The problem: Every line from the one containing "Search the above image for: stone building" to the one containing "Search the above image for: window" in the records below, both included, must be set down exactly, and no other line.

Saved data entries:
--- --- ---

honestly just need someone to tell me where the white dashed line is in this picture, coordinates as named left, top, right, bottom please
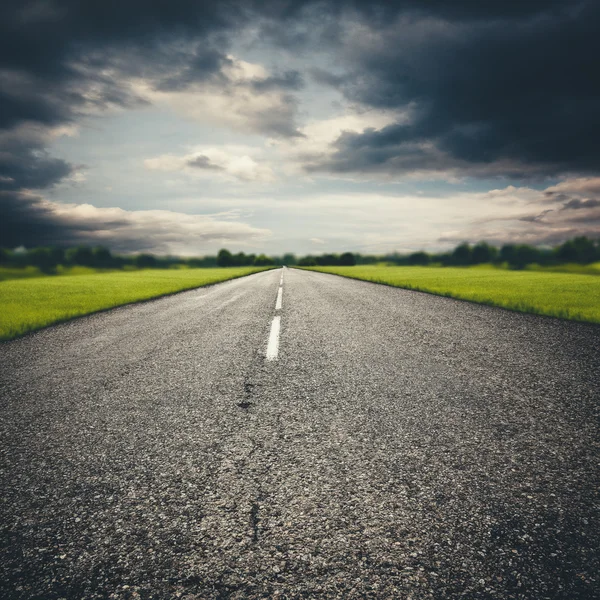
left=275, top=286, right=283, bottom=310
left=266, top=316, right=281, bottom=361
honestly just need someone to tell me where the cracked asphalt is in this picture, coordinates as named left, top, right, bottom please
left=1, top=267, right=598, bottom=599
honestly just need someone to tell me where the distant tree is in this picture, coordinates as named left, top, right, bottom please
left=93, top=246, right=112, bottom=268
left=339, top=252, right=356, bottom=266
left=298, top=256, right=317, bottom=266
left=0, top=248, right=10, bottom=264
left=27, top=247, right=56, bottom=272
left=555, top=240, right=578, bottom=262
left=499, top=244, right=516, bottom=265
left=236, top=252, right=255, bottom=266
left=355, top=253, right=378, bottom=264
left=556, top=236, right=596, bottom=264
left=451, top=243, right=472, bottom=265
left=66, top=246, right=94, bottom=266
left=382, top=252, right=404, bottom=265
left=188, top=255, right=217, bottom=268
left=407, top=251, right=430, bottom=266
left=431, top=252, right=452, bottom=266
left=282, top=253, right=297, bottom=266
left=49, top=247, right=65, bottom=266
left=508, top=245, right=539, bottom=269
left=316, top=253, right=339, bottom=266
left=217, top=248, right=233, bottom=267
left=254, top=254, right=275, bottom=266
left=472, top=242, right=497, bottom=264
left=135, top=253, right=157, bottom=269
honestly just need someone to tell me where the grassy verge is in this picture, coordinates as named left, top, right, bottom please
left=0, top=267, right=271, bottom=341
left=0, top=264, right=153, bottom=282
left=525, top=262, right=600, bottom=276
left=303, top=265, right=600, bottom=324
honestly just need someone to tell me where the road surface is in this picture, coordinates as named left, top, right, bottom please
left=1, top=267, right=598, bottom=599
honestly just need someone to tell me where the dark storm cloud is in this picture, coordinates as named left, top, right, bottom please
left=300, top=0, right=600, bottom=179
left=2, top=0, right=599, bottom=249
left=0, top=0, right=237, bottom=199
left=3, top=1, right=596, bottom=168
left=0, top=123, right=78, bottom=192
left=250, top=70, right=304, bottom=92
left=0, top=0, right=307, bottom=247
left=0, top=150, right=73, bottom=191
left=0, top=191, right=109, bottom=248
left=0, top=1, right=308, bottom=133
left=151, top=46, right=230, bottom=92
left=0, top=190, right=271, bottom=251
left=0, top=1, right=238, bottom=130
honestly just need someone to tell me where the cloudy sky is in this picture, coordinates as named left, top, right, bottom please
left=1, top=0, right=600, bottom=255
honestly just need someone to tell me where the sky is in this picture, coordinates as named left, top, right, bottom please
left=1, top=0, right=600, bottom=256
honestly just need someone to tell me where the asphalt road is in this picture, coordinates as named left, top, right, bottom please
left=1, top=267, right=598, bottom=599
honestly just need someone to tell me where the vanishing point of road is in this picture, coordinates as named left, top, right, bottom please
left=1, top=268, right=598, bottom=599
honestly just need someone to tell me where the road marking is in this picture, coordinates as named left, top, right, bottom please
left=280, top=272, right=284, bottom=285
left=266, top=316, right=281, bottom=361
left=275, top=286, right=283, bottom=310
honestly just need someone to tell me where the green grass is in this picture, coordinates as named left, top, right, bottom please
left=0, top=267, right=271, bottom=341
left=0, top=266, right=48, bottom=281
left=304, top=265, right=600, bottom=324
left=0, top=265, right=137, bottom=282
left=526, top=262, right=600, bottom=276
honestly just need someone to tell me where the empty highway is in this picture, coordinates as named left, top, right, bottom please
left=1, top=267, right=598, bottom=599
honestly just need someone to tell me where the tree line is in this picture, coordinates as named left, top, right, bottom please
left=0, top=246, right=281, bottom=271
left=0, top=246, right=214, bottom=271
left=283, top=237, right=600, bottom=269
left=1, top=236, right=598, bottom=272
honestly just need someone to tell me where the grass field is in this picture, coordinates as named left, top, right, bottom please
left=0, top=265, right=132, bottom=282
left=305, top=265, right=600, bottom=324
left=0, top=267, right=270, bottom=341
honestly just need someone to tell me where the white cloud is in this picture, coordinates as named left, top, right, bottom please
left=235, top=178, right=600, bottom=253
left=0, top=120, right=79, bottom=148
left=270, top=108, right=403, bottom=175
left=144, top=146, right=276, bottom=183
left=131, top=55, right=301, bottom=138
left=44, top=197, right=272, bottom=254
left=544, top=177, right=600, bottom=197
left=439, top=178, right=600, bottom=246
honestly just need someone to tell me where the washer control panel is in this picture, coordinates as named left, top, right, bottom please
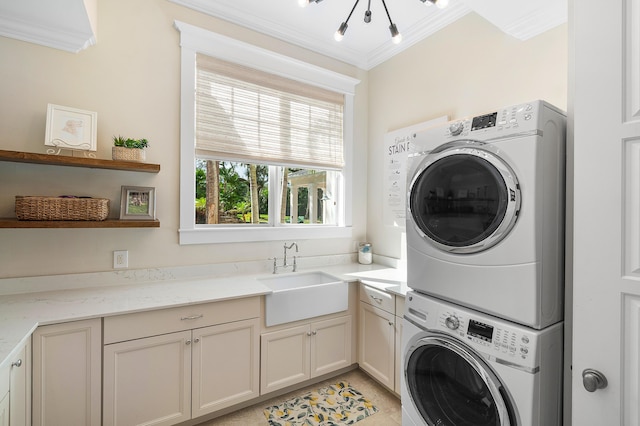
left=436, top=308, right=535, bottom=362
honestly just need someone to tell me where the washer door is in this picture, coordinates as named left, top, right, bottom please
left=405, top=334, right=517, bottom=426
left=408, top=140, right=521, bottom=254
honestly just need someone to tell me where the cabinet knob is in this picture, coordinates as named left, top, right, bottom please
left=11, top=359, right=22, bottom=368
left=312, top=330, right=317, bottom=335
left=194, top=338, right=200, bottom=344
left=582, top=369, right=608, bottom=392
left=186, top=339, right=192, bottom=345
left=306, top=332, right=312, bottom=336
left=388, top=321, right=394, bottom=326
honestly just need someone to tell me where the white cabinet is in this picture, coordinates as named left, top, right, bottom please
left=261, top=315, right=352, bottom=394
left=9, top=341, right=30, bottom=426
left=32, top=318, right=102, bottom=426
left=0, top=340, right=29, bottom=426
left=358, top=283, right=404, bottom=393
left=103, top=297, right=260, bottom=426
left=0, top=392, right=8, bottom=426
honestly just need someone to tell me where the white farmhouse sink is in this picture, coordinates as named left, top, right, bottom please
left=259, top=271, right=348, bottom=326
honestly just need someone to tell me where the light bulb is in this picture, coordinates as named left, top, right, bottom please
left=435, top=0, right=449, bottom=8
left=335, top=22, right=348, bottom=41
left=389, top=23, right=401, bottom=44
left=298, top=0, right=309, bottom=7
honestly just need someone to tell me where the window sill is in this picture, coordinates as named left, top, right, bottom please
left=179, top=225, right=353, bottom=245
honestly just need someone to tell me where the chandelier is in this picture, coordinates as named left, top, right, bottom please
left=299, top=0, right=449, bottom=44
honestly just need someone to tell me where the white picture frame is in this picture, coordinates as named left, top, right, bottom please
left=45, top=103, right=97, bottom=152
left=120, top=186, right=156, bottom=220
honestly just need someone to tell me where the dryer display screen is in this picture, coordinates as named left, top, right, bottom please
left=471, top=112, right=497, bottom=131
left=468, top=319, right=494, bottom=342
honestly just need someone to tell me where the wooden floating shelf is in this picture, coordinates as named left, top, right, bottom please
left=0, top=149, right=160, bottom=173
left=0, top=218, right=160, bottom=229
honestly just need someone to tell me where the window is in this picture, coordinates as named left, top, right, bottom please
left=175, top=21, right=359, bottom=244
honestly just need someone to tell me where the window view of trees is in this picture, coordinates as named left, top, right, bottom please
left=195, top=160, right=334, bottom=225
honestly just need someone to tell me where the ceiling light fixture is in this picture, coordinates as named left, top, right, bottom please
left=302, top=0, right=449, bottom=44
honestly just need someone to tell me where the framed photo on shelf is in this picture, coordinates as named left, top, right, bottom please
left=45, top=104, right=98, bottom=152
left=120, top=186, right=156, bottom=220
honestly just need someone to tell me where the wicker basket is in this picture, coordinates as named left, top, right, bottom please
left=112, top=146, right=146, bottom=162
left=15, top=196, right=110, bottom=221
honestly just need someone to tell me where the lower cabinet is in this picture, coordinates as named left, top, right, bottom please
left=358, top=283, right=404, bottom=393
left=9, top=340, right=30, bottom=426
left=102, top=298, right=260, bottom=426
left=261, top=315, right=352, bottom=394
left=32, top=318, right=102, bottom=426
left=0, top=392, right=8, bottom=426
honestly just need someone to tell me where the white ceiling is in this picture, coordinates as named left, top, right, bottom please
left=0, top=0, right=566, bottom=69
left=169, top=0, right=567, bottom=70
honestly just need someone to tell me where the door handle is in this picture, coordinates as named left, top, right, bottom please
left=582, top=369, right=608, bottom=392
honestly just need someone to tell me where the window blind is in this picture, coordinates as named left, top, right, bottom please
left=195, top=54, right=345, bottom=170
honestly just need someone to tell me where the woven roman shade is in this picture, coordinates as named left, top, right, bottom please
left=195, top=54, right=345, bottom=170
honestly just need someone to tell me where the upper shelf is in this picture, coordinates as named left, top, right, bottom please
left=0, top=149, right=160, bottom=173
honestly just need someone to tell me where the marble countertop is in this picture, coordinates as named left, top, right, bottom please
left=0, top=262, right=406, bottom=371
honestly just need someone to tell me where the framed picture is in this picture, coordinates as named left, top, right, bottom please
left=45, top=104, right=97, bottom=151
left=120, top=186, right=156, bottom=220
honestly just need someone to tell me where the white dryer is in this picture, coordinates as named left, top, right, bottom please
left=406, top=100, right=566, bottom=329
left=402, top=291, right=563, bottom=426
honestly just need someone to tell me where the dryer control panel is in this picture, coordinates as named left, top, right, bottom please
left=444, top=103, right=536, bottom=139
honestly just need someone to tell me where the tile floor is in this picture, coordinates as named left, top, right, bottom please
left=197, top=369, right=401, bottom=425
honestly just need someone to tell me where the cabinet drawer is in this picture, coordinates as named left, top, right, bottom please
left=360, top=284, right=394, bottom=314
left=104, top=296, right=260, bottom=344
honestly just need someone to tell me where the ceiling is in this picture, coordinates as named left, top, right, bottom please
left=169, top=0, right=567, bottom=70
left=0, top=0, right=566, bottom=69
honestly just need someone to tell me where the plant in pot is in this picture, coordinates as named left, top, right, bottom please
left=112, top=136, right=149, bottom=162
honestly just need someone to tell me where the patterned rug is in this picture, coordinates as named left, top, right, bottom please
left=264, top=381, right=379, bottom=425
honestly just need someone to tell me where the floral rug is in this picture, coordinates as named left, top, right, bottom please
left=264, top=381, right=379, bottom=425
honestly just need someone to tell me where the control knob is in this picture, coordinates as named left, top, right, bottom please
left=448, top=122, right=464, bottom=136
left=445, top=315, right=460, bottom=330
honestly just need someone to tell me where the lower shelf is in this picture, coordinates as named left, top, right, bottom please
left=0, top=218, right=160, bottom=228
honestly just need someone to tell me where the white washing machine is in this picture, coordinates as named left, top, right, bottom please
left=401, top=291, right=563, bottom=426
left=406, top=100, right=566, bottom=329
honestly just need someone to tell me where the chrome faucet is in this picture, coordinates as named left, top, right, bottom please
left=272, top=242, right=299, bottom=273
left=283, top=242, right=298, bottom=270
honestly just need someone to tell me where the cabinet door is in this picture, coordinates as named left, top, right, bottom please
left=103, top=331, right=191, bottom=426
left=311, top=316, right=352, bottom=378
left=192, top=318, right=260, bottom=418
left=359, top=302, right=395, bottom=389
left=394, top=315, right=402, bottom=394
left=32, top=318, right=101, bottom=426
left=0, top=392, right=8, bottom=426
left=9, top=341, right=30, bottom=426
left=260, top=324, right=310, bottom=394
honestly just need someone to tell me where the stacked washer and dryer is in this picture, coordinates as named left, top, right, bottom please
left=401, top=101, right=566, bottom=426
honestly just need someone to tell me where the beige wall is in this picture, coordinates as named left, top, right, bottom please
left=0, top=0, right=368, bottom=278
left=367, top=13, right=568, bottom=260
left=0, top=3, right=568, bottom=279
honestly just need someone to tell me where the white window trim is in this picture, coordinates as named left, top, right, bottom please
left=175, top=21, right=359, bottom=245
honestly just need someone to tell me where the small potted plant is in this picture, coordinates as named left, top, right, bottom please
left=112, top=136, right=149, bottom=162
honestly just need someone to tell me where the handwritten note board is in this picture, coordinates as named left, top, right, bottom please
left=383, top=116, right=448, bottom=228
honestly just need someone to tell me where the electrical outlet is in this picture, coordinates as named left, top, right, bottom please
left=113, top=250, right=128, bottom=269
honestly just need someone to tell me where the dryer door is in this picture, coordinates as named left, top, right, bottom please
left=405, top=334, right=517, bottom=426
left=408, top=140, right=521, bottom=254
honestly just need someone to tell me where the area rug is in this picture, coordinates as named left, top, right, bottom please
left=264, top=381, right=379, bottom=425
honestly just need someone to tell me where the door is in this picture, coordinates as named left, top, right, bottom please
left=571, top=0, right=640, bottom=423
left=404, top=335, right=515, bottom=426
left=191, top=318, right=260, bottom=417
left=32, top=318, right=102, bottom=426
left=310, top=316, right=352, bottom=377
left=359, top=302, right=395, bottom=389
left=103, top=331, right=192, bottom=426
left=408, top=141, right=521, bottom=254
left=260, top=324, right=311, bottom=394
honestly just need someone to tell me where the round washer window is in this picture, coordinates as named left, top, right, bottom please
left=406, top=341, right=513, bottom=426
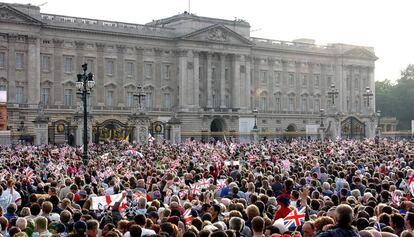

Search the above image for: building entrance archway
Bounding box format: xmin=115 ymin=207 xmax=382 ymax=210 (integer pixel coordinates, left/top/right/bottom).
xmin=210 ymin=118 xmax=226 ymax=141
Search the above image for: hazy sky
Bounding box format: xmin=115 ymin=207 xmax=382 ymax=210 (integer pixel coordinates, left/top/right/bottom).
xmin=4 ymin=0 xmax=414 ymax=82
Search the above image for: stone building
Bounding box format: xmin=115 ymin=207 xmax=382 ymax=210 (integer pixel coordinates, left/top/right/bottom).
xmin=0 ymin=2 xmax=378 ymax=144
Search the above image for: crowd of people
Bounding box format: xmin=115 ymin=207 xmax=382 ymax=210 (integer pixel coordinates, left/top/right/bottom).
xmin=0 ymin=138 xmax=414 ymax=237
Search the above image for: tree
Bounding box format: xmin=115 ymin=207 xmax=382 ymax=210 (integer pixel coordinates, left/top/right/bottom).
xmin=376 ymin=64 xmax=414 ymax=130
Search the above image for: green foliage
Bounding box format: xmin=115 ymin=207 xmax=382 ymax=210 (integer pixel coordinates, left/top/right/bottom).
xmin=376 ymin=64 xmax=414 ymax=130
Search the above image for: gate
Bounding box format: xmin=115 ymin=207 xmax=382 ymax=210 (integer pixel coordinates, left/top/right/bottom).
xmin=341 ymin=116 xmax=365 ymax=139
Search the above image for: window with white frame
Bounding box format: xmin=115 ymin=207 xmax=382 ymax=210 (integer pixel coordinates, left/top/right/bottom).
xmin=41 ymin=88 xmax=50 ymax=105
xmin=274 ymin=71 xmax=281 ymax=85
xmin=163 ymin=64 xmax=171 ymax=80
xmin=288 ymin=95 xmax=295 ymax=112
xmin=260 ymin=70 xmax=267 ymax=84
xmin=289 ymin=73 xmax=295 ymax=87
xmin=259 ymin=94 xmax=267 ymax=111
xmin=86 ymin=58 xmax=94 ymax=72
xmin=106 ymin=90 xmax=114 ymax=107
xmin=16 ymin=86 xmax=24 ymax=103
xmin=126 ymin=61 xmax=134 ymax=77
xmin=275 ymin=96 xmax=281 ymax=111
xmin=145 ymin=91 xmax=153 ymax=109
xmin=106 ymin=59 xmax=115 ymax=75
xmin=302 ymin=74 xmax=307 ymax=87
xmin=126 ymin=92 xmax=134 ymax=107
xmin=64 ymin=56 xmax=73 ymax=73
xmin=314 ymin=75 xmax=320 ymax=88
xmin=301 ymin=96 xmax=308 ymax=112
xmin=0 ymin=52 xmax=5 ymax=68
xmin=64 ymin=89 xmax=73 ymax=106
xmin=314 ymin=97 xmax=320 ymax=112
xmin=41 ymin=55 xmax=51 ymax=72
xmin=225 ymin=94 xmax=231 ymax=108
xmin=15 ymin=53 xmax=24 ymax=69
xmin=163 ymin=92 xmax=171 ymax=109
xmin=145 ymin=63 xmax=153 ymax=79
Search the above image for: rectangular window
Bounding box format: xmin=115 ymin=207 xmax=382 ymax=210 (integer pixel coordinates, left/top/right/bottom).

--- --- ---

Exercise answer:
Search the above image for: stone building
Bounding box format: xmin=115 ymin=207 xmax=382 ymax=210 (integer pixel coordinates, left/top/right/bottom).
xmin=0 ymin=2 xmax=378 ymax=144
Search the above image for: crowd of people
Bounding box format: xmin=115 ymin=207 xmax=382 ymax=210 (integer pixel coordinates, left/top/right/bottom).
xmin=0 ymin=138 xmax=414 ymax=237
Search the above image for: tree
Bounding box format: xmin=115 ymin=207 xmax=382 ymax=210 (integer pixel coordinates, left/top/right/bottom).
xmin=376 ymin=64 xmax=414 ymax=130
Search the above image for: green foliage
Bounding box format: xmin=115 ymin=207 xmax=382 ymax=210 (integer pixel coordinates, left/top/right/bottom).
xmin=376 ymin=64 xmax=414 ymax=130
Search the above image for: gate
Bounding box format: xmin=115 ymin=207 xmax=382 ymax=210 (integer pixel coordinates, left/top/right/bottom).
xmin=341 ymin=116 xmax=365 ymax=139
Search the above image for: window with white frame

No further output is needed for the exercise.